- Your task
Locate every line in the rows below that contains the word "flower", treating uppercase and lowercase as different, and copy each of those lines.

Image entries for named regions
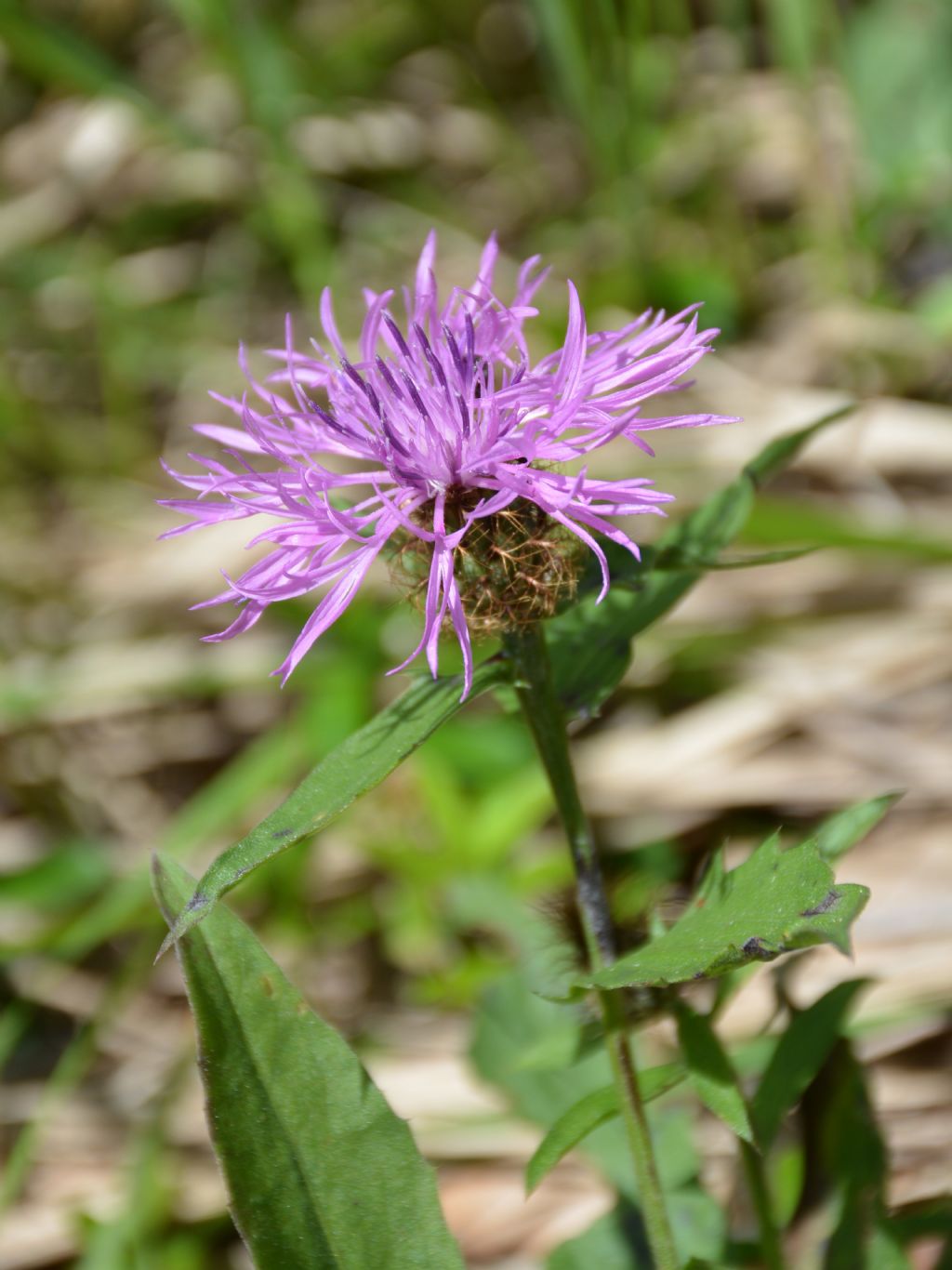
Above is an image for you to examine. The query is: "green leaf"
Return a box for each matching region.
[576,834,869,988]
[469,971,698,1197]
[866,1224,911,1270]
[750,979,867,1151]
[675,1000,754,1142]
[525,1063,685,1194]
[546,1200,654,1270]
[546,406,853,715]
[153,857,463,1270]
[159,659,509,957]
[815,794,903,863]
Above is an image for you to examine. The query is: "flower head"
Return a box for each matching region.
[163,233,727,694]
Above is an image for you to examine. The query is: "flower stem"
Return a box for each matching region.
[740,1142,786,1270]
[505,625,678,1270]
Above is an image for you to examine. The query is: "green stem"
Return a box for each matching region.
[505,626,678,1270]
[740,1141,786,1270]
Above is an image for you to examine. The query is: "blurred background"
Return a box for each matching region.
[0,0,952,1270]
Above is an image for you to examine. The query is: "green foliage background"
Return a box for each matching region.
[0,0,952,1270]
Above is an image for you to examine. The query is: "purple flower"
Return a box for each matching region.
[163,233,729,695]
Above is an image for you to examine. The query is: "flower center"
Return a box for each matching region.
[390,485,583,635]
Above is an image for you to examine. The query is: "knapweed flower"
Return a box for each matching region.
[163,233,726,695]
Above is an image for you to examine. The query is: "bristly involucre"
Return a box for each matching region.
[163,233,730,695]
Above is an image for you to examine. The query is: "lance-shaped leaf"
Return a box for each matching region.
[579,834,869,988]
[153,857,463,1270]
[815,794,903,861]
[675,1000,754,1142]
[546,406,853,714]
[750,979,867,1151]
[159,659,509,957]
[525,1063,687,1193]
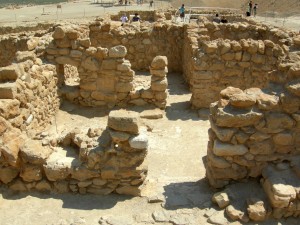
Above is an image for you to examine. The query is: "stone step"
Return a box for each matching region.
[0,64,25,83]
[0,82,17,99]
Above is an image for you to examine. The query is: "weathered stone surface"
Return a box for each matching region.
[108,45,127,58]
[20,139,52,165]
[212,192,230,209]
[20,165,43,182]
[220,87,243,99]
[0,167,19,184]
[247,199,267,221]
[108,110,139,134]
[129,133,148,149]
[213,107,263,127]
[213,140,248,156]
[229,93,256,108]
[151,56,168,69]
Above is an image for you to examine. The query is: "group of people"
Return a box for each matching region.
[246,1,258,17]
[120,13,141,26]
[213,13,228,23]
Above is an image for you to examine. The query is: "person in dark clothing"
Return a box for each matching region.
[132,13,141,22]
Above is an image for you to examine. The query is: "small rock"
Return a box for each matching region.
[212,192,230,209]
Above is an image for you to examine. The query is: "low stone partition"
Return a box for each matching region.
[0,110,148,196]
[206,84,300,188]
[188,39,285,108]
[46,27,168,108]
[0,51,60,135]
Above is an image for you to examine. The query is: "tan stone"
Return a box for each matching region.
[212,192,230,209]
[0,167,19,184]
[108,110,139,134]
[20,165,43,182]
[151,56,168,69]
[20,139,52,165]
[213,140,248,156]
[273,133,294,145]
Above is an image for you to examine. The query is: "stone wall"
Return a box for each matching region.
[0,111,148,196]
[0,51,60,135]
[46,27,168,108]
[90,21,184,72]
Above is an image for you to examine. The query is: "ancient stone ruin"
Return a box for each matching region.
[0,9,300,221]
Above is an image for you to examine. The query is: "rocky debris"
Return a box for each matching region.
[108,110,139,134]
[140,109,163,119]
[212,192,230,209]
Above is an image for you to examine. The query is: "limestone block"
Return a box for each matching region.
[155,91,168,101]
[210,119,237,142]
[81,56,100,71]
[44,151,78,181]
[192,70,215,80]
[78,38,91,48]
[151,78,168,92]
[116,186,141,196]
[70,50,82,58]
[97,76,115,93]
[0,99,21,119]
[203,42,218,54]
[35,180,52,192]
[101,59,117,70]
[20,139,52,165]
[151,56,168,69]
[220,87,243,99]
[212,192,230,209]
[117,61,131,72]
[80,82,97,91]
[129,134,148,149]
[71,165,100,181]
[0,129,24,166]
[225,205,249,223]
[108,110,139,134]
[9,179,27,192]
[108,45,127,58]
[115,82,133,93]
[52,27,65,39]
[247,199,267,221]
[109,129,130,143]
[273,132,294,145]
[129,98,147,106]
[256,93,279,110]
[55,56,79,67]
[65,29,79,40]
[20,165,43,182]
[286,79,300,97]
[16,51,36,62]
[150,67,168,77]
[214,107,263,127]
[213,140,248,156]
[229,93,256,108]
[0,64,24,81]
[248,139,275,155]
[0,167,19,184]
[265,112,295,130]
[55,37,72,48]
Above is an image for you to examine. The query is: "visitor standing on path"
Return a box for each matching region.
[253,3,258,17]
[121,13,128,26]
[179,4,185,22]
[248,1,253,16]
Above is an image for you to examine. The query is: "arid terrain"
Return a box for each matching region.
[0,0,300,225]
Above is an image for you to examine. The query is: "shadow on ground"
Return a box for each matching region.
[163,178,213,210]
[0,189,133,210]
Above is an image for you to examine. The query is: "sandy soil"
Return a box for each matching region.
[0,0,169,26]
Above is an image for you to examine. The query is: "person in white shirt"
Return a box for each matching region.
[121,14,128,26]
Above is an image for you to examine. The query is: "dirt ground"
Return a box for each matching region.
[0,74,297,225]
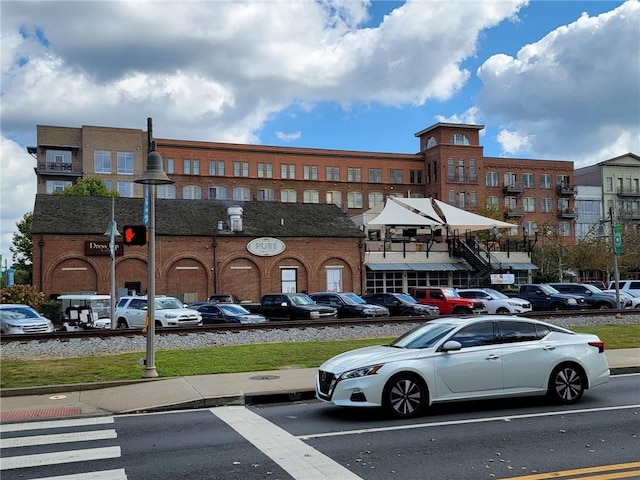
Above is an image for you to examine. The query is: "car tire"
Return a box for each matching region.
[548,363,587,405]
[382,373,429,418]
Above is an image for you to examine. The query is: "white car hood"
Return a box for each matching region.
[320,345,425,374]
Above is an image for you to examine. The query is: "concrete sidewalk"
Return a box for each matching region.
[0,348,640,423]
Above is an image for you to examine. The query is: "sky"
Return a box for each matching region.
[0,0,640,268]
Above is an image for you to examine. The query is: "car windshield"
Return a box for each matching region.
[219,304,250,315]
[484,288,509,300]
[397,293,418,303]
[389,322,458,348]
[154,298,184,310]
[539,285,560,295]
[0,307,40,320]
[340,293,366,305]
[442,288,460,298]
[289,293,315,305]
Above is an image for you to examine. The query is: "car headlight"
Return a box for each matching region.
[339,363,384,380]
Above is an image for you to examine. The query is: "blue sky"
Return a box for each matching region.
[0,0,640,268]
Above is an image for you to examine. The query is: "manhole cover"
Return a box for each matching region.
[249,375,280,380]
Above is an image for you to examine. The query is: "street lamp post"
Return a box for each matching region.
[104,196,122,330]
[135,118,175,378]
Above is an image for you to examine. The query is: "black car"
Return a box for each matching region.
[549,283,616,310]
[309,292,389,318]
[363,293,440,317]
[192,302,267,325]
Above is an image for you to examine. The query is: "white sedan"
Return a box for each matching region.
[457,288,532,315]
[316,316,609,417]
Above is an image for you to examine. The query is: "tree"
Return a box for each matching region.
[54,177,119,197]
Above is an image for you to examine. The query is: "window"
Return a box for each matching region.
[485,172,498,187]
[93,150,111,173]
[540,197,553,213]
[156,185,176,198]
[327,268,342,292]
[232,187,251,202]
[302,165,318,180]
[369,192,384,208]
[540,173,551,188]
[369,168,382,183]
[258,163,273,178]
[451,133,471,145]
[327,167,340,182]
[347,167,362,182]
[302,190,320,203]
[280,188,298,203]
[327,191,342,207]
[522,197,536,212]
[389,168,402,183]
[182,185,202,200]
[117,152,133,175]
[233,162,249,177]
[347,192,362,208]
[280,268,298,293]
[209,160,224,177]
[47,180,72,194]
[118,182,133,198]
[209,187,227,200]
[257,188,275,202]
[522,173,535,188]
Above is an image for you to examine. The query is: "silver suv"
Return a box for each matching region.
[116,295,202,328]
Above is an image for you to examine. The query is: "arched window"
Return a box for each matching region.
[451,133,471,145]
[280,188,298,203]
[233,187,251,198]
[182,185,202,200]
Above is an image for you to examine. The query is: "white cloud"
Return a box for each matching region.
[477,0,640,167]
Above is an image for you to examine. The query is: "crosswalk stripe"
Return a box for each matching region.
[34,468,127,480]
[0,428,118,448]
[0,417,113,433]
[0,447,120,470]
[210,406,361,480]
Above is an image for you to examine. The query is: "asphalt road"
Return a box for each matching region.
[0,374,640,480]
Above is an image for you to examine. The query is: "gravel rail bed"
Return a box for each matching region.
[0,312,640,360]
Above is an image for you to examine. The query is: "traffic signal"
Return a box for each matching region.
[122,225,147,245]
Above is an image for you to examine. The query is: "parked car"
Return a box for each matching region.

- Solution to this exercise
Above is an image for you to examine. The query is: "flower head"
Above is an image for you to examine. The query is: "flower stem"
Above is an image for you to examine. The query is: "purple flower"
Above is an image for you to examine. The query is: "flower center"
Above is an image for you to examine. The query is: "knapweed flower"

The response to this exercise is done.